• RECORDS FOR PROCESSING

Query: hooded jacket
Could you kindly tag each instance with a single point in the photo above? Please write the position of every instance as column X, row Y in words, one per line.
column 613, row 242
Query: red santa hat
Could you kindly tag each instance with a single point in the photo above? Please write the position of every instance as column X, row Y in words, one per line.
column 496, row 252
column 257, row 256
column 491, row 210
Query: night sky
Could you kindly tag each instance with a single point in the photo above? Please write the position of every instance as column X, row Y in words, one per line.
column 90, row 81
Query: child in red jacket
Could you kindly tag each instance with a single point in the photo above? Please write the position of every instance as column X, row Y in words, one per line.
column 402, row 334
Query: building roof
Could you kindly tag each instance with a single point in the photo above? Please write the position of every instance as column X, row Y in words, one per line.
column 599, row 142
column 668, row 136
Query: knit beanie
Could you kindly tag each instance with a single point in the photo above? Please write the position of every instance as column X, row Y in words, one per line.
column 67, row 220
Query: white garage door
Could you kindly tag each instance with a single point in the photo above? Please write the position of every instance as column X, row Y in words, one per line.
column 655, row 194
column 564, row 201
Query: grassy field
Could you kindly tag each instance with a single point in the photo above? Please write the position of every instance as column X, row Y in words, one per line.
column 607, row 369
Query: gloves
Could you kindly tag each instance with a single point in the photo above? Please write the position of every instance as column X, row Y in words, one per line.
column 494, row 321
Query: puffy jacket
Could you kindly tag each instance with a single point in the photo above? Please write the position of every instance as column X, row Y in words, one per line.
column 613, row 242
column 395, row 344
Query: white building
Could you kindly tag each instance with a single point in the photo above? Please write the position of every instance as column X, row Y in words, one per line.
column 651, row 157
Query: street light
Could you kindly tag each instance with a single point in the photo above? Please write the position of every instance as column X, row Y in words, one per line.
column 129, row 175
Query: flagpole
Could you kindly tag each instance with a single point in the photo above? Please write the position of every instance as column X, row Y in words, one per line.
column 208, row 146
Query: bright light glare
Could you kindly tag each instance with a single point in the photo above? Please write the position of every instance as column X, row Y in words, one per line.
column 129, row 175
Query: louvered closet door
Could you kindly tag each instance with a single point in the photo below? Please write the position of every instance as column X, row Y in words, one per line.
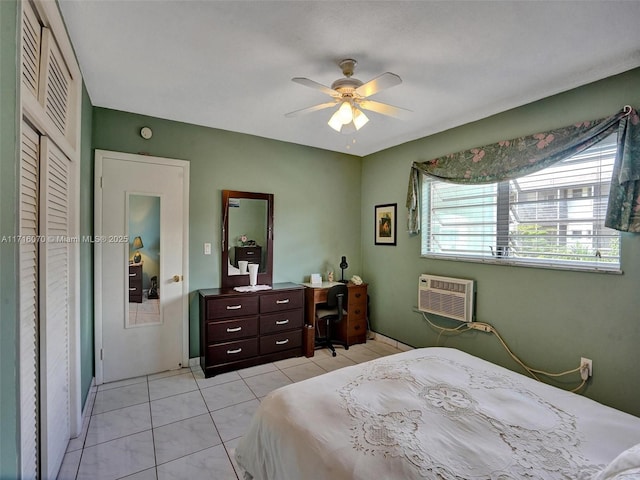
column 28, row 248
column 54, row 311
column 55, row 81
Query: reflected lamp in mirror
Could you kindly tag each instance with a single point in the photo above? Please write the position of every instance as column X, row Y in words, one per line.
column 137, row 245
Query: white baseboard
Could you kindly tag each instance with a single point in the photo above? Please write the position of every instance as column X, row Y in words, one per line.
column 390, row 341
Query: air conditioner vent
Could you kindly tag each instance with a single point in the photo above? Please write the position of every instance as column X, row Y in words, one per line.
column 445, row 296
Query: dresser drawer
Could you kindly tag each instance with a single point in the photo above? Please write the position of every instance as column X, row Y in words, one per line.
column 232, row 351
column 356, row 312
column 226, row 307
column 278, row 322
column 358, row 295
column 280, row 341
column 232, row 329
column 278, row 301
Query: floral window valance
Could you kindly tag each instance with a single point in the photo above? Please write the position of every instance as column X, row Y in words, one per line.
column 521, row 156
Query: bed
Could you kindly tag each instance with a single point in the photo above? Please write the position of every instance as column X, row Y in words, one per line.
column 435, row 413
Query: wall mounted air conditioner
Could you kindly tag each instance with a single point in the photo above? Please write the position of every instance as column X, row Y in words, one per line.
column 447, row 297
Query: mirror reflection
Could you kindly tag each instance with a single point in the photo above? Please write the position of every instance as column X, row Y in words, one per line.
column 144, row 260
column 247, row 238
column 247, row 234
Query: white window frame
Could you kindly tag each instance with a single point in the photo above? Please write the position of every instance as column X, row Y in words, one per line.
column 490, row 234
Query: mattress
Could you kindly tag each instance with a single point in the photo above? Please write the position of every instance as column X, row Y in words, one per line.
column 435, row 413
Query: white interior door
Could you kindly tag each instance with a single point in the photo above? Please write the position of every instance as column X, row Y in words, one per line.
column 144, row 197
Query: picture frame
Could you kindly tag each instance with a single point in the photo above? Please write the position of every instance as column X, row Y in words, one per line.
column 386, row 224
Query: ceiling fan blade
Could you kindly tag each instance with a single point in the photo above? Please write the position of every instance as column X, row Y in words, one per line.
column 384, row 109
column 318, row 86
column 314, row 108
column 381, row 82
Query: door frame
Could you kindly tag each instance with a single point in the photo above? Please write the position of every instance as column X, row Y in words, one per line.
column 100, row 156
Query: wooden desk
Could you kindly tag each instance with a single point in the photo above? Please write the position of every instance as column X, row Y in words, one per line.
column 353, row 328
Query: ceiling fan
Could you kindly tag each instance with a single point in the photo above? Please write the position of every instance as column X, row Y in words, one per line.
column 352, row 96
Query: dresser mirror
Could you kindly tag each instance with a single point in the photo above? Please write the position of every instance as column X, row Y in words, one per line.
column 247, row 237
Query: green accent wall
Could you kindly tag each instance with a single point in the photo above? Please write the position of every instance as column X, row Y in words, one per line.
column 9, row 151
column 316, row 195
column 86, row 248
column 549, row 318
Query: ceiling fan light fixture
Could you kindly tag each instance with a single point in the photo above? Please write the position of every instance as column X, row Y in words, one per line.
column 345, row 113
column 335, row 121
column 359, row 118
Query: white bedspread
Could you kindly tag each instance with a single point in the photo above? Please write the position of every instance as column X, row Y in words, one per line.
column 431, row 413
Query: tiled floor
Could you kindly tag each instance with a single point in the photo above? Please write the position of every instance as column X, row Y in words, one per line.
column 181, row 425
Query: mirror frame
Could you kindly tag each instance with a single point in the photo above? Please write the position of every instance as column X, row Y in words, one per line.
column 264, row 278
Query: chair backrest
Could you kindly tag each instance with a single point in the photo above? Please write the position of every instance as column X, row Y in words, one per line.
column 336, row 293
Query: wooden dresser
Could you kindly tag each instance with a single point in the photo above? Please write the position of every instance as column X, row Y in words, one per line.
column 239, row 330
column 135, row 283
column 354, row 330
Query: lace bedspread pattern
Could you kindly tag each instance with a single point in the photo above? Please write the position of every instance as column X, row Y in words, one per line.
column 453, row 402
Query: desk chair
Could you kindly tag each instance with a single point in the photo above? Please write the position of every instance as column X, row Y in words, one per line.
column 331, row 313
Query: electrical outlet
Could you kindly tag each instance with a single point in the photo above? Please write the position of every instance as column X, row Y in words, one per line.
column 586, row 365
column 483, row 327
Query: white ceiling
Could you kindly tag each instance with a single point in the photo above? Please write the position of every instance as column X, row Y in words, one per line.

• WHAT YOU SHOULD DO
Extract every line of the material above word for word, without the pictures.

• TASK SOLUTION
Query: hooded jacket
Could you kindly tag each instance with a single point in the photo above? Please write the position of every instance as column X, row Y in words, one per line.
column 613, row 242
Query: red santa hat
Could you kindly tag each instance with a single point in the photo above? Please write the position of every instance as column X, row Y in words, one per line.
column 496, row 252
column 257, row 256
column 491, row 210
Query: night sky
Could you kindly tag each instance with a single point in the photo above? Please write the position of every instance as column X, row Y in words, one per line.
column 90, row 81
Query: child in red jacket
Could you kindly tag each instance with a single point in the photo above? Please write the position of every instance as column X, row Y in words, one per line.
column 402, row 334
Query: building roof
Could you kindly tag each instance with a single point in the photo above? Please write the position of every instance as column X, row Y in words, one per line.
column 599, row 142
column 668, row 136
Query: knit beanie
Could you kindly tag each instance with a single point in the photo above? Please write the position of every instance as column X, row Y in words, one per line.
column 67, row 220
Query: white garage door
Could you kindly tag each instance with a single point in the photo above? Please write the position of every instance as column X, row Y in words, one per line.
column 655, row 194
column 564, row 201
Query: grassy field
Could you kindly tag each instance with a single point in the photo above? Please write the position of every instance as column X, row Y in words, one per line.
column 607, row 369
Query: gloves
Could you kindly tag each instance with a single point in the photo above? Please write the position of every instance as column X, row Y in words, one per line.
column 494, row 321
Query: puffy jacket
Could you kindly tag each instance with a single point in the photo above? Please write the position of every instance as column X, row Y in words, one per line.
column 613, row 242
column 395, row 344
Query: white building
Could you kindly tag each instance with a single point in the photo above? Please write the position of every instance as column X, row Y in words, one per line.
column 651, row 157
Query: street light
Could you kindly tag each instance with a single point in the photo above? Please write the position of every instance as column X, row Y in words, one per line.
column 129, row 175
Query: flagpole
Could you kindly tag each instance with a single point in the photo above? Please write the position of every instance as column X, row Y in words, one per line.
column 208, row 146
Query: bright light glare
Could you kindly tag each instance with a single point in the photo above? Please write the position of every instance as column X, row Y in words, one per line.
column 129, row 175
Query: louvered closet door
Could you kindly tag each instance with a single point in the photo below? Please write the position of every instance as column X, row Y in words, one per line.
column 28, row 248
column 54, row 311
column 55, row 81
Query: reflected lamp in mirror
Could you kindly tag each instance with a single point in the photo above? Please write the position of every instance as column X, row Y in words, one per line.
column 137, row 245
Query: white baseboard
Could you kindly tag each instance with a single point in the photo above? Please write the position of every instance as column X, row Y in words, one per line.
column 390, row 341
Query: air conditioner vent
Could you kindly tag each instance with a single point in the photo above? Please write the position of every instance as column X, row Y in words, one per line.
column 445, row 296
Query: dresser drawer
Could you kindly tag each instance with a single point in the photo above? Please write the position of every instance as column X, row Y in words, one per line.
column 232, row 351
column 356, row 312
column 226, row 307
column 278, row 322
column 358, row 295
column 280, row 341
column 232, row 329
column 278, row 301
Query: floral window valance
Could you kindly tag each instance with a single point in the photo above? Please write the position of every instance as column X, row Y in words, one per line.
column 521, row 156
Query: bed
Could you kindly tag each instance with a single point in the photo above? Please write the position of every instance as column X, row Y in words, one per line.
column 435, row 413
Query: wall mounted air conditioner
Could you kindly tag each instance with a single point in the photo above? Please write the position of every instance as column X, row Y in words, one per line.
column 447, row 297
Query: mirror reflection
Could you kindly tag each instance with a single point in the photo above? Please write the position of every instance as column X, row Y in words, one per line.
column 144, row 260
column 247, row 238
column 247, row 234
Query: white window frame
Could you kindly tag each instance with a single point in the photo above? Please write the position of every instance as column X, row Y in words, one per line.
column 490, row 234
Query: mattress
Could you kindly tag each instance with a single point in the photo above? Please write the position of every instance as column X, row Y in words, one per line.
column 435, row 413
Query: white interior door
Could you kindly tag each instance with a single point in the photo above? Please write the position of every instance as column X, row Y in words, one per line.
column 144, row 197
Query: picture frame
Could you kindly tag each instance with a single point in the photo above? Please write the position of every instance as column X, row Y in words, one per line.
column 386, row 224
Query: ceiling fan blade
Could you kindly tag each instance with a single point in the photo above? Please write the position of every instance as column X, row Y in words, one per line.
column 384, row 109
column 318, row 86
column 314, row 108
column 381, row 82
Query: door frame
Could you kindly tag each instance with a single point in the photo above? Please write the position of every instance as column X, row Y in words, one per line.
column 100, row 156
Query: wooden desk
Could you kindly tag each instance with a single point in the photo above? Please write the position of every instance as column X, row Y in words, one per line.
column 353, row 328
Query: ceiling fan
Could you kindly tag each instance with a single point in the photo above? Please write the position of every instance as column X, row Y in words, one per line.
column 352, row 96
Query: dresser mirror
Could you kindly tag each instance with a single point in the photo above? Please write the position of every instance as column X, row Y in words, one per line.
column 247, row 237
Query: green accent wall
Could you kindly tag each instance with a single point in the photo above? Please write the position of every instance as column X, row Y in words, one per line.
column 9, row 151
column 316, row 195
column 86, row 248
column 549, row 318
Query: ceiling fan light fixture
Could you kindly tag each instance with a single point in the photo above? Please write the position of every instance as column X, row Y in words, one per line.
column 345, row 113
column 335, row 121
column 359, row 118
Query: white bedspread
Could you kindly tag each instance with a single point in the photo above? Please write the position of every instance as column X, row Y in words, one per line.
column 431, row 413
Query: tiled floor
Could you kindly tag each instance with a single point in the photo above? Please write the position of every instance as column X, row Y in words, one per line.
column 181, row 425
Query: mirror frame
Could you kindly tag each instance with a single point in the photo above? Please write the position of every instance as column X, row Y in words, one per line.
column 264, row 278
Query: chair backrest
Could you kindly tag each instance with a single point in the photo above? Please write the position of every instance as column X, row Y in words, one per line.
column 336, row 293
Query: wooden dresser
Could you kindly tag each instance with a single point in the photo above? Please write the position of every instance as column X, row Y in words, one per line.
column 239, row 330
column 135, row 283
column 354, row 330
Query: lace bedspread pattern
Could you kindly tag each instance with a single point in the photo above? Please write the position of every instance as column X, row Y in words, one per line.
column 453, row 402
Query: desk chair
Could you kindly tag each instance with a single point in the photo above? Please write the position of every instance as column X, row Y in words, one per line.
column 331, row 313
Query: electrical outlet
Could you kindly tag each instance with a single point in the photo above? Please write the position of every instance as column X, row Y in words, one per line.
column 586, row 365
column 483, row 327
Query: white ceiling
Could you kindly tag each instance with a single point in the photo above? Please write the position of every instance as column X, row Y in words, one per line.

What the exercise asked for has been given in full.